Available records:
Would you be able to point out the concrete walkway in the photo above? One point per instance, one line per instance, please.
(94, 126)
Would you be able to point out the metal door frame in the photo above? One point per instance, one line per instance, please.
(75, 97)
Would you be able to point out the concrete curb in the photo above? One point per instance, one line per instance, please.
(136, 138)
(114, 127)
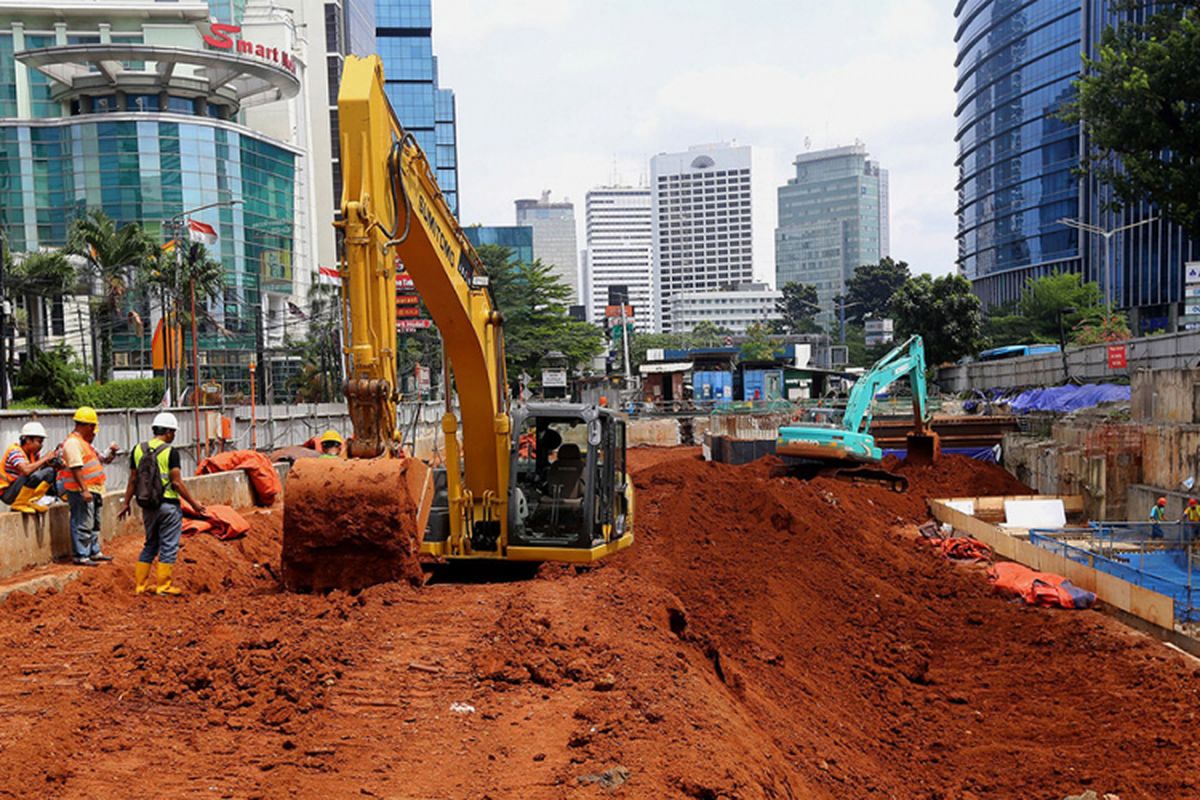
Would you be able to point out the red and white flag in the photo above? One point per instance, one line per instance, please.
(202, 232)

Prompt:
Copy every entry above word for word, leaving out the pictures.

Finished task:
Would you be able to point out the concrete walkway in the photo above? One point per instance, one line per instance, please.
(94, 126)
Would you be able to point out the metal door frame in the photo above? One point per instance, one line per instance, please.
(75, 97)
Would you be able to point out the concrete curb in the photo above? One point per instance, one line per instance, please.
(136, 138)
(114, 127)
Would you be able to point out the red and white flag in the photo above? One point per instance, one line per instance, please.
(202, 232)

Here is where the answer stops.